Exercise text
──────────

GGGI supported the Rwanda Housing Authority (RHA) to develop the Rwanda Green Building Minimum Compliance System that also addresses Indoor Environmental Quality (IEQ) in large-scale commercial and public buildings. A total of 29 green building indicators are included in the standards that place a limitation on low-impact refrigerants, encourage greenery protection, avoid the usage of paints and adhesives with high Volatile Organic Compounds (VOCs) that are harmful to indoor air quality. The standards also encourage adequate outdoor fresh air supply to air-conditioned spaces to avoid pollutants that affect indoor air quality. The recently introduced standards also improve energy efficiency by reducing the need for air conditioning by prioritizing natural ventilation.
In addition to the compliance standards, GGGI has also supported the Government of Rwanda in the green design of the New International Bugesera Airport. GGGI Rwanda is supporting the green building certification of the airport in collaboration with the Ministry of Environment and Ministry of Infrastructure. Project activities include the selection of materials with low volatile organic compound (VOCs) and limited formaldehyde compounds in coatings and adhesives in use in the airport. The project aims to limit the amount of pollutants used in the construction and design as part of overall efforts to ensure the airport is compliant to indoor environmental quality standards in addition to water and energy-use efficiency.
E-mobility & Non-Motorized Transport (NMT)
GGGI has supported a range of initiatives across the transport sector to emphasize green cities components of access to sustainable services through an emphasis on walking and cycling and recently in the area of e-mobility. GGGI Rwanda completed assessments in secondary cities and conducted stakeholder consultations in Musanze and Rubavu. A local start-up named Gura adopted the survey data into their business plan and will launch a public bicycle sharing (PBS) scheme in Kigali, Musanze, Rubavu, and Huye later this year.

──────────

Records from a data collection
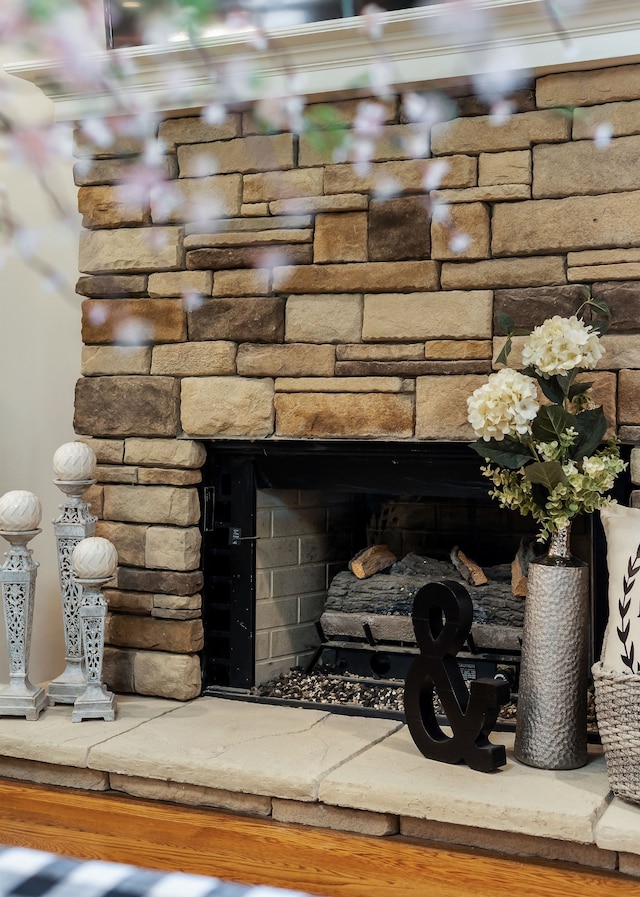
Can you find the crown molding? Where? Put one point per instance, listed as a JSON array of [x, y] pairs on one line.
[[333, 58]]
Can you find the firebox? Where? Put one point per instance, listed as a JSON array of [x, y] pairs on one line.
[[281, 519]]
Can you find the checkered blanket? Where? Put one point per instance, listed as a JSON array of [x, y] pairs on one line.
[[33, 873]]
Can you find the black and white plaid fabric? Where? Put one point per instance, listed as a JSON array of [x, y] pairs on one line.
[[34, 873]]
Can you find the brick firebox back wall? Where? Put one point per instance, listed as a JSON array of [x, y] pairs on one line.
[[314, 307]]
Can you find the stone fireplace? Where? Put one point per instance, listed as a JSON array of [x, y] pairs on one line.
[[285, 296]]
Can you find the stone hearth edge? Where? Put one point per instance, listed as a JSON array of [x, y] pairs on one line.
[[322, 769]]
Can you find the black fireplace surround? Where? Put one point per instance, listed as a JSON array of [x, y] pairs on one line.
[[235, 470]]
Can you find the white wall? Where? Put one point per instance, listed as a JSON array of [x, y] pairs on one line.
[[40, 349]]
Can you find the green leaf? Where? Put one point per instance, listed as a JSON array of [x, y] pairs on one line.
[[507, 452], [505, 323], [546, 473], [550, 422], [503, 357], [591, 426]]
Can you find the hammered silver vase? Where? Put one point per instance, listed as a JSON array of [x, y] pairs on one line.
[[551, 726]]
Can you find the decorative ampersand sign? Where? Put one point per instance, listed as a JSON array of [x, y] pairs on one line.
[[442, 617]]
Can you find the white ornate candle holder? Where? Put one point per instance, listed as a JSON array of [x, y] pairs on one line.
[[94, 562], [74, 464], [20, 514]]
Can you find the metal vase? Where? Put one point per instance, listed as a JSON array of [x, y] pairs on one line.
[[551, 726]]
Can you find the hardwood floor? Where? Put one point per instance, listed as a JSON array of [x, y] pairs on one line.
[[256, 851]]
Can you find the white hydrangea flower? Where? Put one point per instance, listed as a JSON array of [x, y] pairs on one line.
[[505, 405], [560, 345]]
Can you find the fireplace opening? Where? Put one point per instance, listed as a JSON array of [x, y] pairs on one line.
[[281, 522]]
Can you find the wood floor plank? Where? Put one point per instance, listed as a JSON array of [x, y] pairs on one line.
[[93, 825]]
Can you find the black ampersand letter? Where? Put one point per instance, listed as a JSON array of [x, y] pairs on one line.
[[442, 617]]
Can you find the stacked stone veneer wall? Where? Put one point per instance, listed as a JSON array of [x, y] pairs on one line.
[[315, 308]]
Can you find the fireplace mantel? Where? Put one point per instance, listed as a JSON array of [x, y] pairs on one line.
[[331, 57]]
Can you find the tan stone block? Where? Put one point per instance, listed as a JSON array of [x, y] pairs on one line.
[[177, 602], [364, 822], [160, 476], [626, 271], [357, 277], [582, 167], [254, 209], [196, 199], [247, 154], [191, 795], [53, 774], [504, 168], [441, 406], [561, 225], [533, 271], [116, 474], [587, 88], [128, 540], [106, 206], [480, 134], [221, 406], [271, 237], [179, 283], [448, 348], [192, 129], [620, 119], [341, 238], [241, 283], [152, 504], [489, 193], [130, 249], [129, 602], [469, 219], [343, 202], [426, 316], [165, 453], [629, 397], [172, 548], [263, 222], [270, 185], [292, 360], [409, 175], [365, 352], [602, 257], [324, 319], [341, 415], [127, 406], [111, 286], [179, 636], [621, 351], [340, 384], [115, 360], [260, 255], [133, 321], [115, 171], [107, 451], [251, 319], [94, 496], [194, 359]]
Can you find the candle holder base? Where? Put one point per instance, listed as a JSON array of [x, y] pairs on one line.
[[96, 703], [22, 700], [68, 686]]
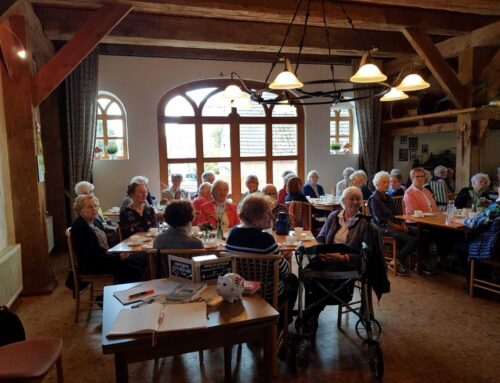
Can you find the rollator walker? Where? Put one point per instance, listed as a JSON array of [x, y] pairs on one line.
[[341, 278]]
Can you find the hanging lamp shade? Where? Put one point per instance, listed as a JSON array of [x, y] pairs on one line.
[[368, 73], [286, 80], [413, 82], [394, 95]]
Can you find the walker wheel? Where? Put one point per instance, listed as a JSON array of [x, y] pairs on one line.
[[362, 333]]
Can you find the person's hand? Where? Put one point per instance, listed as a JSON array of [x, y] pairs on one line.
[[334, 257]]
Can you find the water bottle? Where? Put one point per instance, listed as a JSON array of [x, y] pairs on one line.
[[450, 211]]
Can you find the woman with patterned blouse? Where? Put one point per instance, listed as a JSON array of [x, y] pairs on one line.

──────────

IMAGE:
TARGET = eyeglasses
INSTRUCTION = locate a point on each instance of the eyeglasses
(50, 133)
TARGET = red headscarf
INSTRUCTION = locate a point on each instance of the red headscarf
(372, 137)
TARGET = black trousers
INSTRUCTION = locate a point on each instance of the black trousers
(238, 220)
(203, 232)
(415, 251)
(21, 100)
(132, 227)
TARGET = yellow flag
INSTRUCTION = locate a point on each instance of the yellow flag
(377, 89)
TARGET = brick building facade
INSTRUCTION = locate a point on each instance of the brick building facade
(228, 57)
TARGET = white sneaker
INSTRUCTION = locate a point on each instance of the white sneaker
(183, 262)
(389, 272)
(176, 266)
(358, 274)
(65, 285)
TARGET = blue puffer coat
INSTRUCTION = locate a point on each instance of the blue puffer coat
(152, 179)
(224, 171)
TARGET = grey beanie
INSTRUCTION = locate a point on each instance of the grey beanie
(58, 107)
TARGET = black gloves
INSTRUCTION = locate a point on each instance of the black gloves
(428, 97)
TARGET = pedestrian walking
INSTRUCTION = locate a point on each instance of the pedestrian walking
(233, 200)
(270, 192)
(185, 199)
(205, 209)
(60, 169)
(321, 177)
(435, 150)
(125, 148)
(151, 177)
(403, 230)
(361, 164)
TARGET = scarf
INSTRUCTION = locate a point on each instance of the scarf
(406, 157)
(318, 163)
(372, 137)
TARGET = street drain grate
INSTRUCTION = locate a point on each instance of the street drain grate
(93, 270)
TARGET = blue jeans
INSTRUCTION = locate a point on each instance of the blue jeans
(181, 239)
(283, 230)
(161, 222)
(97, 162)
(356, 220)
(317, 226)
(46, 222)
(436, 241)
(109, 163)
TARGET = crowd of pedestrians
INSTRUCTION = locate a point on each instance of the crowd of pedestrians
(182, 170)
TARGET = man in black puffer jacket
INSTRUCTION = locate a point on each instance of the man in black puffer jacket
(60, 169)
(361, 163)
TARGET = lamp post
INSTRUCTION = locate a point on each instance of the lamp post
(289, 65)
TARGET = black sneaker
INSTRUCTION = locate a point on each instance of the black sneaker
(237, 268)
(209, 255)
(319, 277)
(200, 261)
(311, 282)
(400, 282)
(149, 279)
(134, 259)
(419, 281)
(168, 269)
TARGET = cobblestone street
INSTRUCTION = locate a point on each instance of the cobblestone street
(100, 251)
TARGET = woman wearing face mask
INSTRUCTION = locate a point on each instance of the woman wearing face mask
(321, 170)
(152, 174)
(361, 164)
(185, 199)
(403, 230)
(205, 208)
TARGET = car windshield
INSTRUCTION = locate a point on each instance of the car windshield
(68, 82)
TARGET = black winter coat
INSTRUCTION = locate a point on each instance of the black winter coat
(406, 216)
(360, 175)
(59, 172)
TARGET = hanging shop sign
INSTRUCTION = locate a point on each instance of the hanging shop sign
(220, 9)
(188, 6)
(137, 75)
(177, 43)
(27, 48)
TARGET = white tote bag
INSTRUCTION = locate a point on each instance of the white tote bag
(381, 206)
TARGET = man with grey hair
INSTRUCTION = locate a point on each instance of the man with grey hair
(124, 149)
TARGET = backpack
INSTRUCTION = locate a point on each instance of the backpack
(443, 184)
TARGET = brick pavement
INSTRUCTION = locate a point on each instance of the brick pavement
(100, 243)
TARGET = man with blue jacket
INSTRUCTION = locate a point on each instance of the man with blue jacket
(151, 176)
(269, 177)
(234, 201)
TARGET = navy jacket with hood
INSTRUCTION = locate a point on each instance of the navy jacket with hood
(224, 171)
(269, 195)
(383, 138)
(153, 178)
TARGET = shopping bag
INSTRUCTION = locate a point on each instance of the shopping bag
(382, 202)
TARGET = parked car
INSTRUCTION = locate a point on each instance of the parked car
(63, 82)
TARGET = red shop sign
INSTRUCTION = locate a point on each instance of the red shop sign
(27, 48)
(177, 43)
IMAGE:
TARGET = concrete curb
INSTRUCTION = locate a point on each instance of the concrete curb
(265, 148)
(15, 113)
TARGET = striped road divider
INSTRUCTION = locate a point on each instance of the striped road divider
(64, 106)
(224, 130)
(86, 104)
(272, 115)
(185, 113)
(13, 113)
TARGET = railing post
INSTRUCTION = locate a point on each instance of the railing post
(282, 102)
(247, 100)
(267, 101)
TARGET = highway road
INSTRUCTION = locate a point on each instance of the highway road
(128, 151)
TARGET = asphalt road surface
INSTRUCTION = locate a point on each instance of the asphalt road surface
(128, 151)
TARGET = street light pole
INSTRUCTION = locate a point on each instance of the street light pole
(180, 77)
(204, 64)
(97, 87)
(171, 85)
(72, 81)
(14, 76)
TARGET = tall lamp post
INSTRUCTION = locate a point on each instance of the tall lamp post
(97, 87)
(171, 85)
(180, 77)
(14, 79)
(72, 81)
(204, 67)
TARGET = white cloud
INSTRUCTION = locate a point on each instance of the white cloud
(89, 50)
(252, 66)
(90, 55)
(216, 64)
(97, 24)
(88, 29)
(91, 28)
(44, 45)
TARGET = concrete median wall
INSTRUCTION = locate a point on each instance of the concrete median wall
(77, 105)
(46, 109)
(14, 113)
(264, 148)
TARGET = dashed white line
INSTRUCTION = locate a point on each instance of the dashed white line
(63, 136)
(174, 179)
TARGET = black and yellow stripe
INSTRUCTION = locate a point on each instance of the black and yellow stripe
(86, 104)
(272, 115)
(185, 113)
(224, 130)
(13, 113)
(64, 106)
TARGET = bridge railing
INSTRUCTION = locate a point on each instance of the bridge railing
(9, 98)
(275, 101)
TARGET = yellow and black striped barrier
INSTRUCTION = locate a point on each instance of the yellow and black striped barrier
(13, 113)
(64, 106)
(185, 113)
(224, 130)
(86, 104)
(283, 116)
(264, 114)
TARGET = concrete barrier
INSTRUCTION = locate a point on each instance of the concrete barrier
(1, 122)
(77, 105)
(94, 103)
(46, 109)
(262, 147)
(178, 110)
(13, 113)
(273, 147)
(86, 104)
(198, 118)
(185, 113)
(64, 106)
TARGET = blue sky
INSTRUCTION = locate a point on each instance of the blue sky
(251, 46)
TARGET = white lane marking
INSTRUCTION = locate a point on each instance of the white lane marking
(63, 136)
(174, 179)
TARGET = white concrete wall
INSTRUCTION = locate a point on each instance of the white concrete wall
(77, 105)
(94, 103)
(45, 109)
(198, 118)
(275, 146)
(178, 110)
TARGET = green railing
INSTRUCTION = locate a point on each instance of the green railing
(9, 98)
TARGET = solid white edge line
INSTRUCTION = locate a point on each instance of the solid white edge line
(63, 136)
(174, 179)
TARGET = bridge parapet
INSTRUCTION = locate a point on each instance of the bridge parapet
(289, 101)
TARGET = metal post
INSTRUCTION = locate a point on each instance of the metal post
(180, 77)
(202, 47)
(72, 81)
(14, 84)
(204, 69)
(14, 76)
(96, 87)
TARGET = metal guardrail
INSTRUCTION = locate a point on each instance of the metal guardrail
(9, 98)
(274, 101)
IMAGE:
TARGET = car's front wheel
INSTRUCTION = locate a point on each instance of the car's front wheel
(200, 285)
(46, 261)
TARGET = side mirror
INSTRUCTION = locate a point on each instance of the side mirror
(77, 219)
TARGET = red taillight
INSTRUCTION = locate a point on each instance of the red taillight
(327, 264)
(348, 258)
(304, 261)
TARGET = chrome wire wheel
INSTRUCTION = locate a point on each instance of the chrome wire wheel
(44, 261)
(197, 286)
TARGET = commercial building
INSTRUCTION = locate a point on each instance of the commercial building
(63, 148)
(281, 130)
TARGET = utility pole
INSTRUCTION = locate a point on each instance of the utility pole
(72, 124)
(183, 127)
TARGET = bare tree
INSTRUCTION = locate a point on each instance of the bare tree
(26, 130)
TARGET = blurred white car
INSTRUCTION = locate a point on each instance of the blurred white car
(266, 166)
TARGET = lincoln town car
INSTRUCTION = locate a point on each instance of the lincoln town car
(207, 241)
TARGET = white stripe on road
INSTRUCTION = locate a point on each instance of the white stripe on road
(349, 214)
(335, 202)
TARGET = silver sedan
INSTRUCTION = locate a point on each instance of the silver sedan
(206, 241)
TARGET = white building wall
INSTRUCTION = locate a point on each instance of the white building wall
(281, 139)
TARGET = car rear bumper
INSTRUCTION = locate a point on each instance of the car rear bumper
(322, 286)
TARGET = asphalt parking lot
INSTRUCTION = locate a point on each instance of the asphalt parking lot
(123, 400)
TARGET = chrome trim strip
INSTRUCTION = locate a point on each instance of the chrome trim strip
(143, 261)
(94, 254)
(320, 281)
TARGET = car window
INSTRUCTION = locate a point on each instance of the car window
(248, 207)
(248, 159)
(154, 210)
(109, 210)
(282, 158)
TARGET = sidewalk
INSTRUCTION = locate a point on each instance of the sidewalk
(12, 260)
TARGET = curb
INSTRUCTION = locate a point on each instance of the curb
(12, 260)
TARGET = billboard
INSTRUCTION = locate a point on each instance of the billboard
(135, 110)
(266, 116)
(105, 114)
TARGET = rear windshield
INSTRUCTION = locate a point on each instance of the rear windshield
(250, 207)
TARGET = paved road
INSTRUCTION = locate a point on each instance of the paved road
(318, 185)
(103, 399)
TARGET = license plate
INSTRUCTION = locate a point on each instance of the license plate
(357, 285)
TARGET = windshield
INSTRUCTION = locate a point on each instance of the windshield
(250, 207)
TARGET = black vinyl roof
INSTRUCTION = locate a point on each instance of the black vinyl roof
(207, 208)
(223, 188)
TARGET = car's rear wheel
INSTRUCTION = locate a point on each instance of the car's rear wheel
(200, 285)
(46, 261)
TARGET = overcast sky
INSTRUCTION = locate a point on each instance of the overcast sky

──────────

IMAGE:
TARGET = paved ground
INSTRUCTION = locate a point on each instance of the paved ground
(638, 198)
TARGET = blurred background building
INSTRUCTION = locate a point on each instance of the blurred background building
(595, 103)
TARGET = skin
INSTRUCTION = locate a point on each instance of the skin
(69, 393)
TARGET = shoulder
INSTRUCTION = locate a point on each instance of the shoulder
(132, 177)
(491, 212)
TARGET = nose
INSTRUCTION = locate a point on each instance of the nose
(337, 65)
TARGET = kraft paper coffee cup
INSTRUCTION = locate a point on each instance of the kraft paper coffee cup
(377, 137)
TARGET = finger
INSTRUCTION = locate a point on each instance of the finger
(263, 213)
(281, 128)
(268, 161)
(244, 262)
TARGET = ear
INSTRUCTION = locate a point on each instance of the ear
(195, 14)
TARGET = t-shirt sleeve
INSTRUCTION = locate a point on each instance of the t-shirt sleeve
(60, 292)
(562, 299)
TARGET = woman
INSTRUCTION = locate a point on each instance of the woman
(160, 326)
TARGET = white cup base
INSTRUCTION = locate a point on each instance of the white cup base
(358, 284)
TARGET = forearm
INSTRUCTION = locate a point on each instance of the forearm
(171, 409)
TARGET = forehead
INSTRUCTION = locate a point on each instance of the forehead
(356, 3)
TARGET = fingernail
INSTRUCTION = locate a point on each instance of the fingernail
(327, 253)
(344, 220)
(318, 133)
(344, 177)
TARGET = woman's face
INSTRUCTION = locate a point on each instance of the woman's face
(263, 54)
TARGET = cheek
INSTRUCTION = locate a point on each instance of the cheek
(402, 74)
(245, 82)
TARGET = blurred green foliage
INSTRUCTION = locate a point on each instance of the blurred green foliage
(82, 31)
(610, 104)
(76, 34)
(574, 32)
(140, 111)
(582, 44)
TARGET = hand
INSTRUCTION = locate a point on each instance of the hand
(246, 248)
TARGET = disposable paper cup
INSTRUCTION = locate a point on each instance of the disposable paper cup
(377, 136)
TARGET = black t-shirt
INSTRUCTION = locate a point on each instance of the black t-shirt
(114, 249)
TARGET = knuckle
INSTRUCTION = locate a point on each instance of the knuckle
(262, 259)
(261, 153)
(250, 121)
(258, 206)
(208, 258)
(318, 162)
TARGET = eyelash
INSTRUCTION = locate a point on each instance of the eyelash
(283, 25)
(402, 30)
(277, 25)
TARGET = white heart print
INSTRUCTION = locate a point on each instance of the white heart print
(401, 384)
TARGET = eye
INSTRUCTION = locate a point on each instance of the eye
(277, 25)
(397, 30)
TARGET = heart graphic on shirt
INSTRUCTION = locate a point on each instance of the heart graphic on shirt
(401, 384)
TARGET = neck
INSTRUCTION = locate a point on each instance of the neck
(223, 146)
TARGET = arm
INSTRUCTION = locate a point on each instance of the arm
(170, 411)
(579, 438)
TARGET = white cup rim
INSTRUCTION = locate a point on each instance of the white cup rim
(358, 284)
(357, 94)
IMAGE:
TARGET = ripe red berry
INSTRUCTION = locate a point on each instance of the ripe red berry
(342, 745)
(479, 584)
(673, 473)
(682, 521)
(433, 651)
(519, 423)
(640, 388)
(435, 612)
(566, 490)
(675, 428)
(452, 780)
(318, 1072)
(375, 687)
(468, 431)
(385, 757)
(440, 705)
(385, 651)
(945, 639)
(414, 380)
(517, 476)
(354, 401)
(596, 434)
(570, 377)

──────────

Tasks for this exercise
[1] According to the passage on GGGI's work in Rwanda, how many green building indicators are included in the standards of the Rwanda Green Building Minimum Compliance System?
[2] Continue the passage on GGGI's work in Rwanda from its final sentence onward.

Task-by-task outputs
[1] 29

[2]
From 2019, GGGI Rwanda has made headway into e-mobility undertaking a gender barrier assessment to look at policies and practices of inclusion in the sub-sector. The project is now incorporating lessons learned from the initial assessment to identify aspects of the broader policy environment and areas of the regulatory framework that could be improved to increase adoption of electric mobility as well as incentive structures to encourage the expansion of e-mobility options in secondary cities. GGGI Rwanda will begin a collaborative project on non-motorized transport in 2020 to contribute towards the upcoming pedestrianization of car-free zones in the City of Kigali and the prioritization of walking and cycling infrastructure in urban centers. The aim of the projects is to reduce vehicular emissions through several means to support a multi-modal transport system with an emphasis on low-carbon options for residents and commuters.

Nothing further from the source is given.